*** Data extracts

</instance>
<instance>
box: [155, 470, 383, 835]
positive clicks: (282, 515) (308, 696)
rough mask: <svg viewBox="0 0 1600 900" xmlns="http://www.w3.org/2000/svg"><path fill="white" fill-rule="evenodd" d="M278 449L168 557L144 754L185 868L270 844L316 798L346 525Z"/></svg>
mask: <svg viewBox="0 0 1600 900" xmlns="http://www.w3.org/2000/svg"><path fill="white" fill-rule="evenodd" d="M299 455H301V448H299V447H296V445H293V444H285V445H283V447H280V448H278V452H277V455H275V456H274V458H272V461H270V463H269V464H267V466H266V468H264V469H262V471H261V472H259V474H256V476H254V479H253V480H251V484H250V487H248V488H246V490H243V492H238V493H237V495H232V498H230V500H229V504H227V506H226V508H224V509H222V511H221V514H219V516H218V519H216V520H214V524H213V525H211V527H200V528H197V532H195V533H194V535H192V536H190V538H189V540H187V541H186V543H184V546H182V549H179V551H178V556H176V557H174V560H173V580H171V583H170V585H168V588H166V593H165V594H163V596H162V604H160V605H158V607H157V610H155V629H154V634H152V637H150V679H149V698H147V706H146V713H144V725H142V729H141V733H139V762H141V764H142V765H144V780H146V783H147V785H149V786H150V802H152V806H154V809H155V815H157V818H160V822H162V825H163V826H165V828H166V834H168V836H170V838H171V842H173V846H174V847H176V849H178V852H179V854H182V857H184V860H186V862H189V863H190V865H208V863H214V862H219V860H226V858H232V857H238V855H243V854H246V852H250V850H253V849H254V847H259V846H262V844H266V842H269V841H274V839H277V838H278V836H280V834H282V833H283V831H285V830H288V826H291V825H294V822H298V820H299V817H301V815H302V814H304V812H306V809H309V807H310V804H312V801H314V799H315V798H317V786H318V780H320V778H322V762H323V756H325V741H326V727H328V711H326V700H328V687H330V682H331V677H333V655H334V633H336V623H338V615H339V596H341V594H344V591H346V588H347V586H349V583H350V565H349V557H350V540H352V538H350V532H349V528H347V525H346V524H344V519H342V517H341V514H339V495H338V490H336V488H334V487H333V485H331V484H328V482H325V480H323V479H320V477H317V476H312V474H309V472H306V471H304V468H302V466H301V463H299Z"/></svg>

******
*** Data extracts

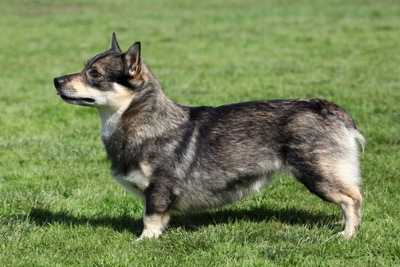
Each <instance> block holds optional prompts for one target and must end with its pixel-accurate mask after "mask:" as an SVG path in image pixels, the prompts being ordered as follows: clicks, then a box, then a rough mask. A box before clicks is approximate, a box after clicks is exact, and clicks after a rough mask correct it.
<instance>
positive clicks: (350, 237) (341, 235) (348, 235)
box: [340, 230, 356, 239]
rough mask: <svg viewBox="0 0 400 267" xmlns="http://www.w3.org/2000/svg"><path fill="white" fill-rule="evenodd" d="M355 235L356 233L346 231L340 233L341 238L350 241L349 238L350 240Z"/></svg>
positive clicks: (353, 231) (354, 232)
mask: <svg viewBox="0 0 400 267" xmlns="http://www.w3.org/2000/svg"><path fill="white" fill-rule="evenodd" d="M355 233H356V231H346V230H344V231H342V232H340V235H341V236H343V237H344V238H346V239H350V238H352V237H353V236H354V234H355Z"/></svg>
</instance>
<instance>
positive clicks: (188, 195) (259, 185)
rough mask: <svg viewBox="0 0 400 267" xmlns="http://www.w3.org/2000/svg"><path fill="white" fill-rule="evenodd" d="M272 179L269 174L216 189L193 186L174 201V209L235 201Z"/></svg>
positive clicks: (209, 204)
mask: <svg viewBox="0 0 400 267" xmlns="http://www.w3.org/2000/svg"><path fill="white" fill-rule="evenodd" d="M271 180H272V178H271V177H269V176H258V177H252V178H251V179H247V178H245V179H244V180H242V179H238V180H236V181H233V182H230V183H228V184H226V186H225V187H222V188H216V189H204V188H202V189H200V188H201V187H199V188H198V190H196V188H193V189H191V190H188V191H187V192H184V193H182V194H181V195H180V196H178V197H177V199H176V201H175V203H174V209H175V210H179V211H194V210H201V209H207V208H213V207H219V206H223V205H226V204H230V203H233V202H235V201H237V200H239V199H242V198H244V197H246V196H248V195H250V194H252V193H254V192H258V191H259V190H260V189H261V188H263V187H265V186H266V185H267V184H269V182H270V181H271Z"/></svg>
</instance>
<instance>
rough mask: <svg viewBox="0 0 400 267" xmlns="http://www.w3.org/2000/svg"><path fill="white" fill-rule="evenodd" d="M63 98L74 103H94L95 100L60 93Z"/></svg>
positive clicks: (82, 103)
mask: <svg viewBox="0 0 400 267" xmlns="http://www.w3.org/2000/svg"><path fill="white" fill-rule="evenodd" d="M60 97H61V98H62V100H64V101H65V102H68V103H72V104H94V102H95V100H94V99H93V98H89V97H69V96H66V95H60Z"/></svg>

******

**Exercise goal**
Count the lines in the entries above that contain the string "positive". Reply with the number only.

**Reply**
6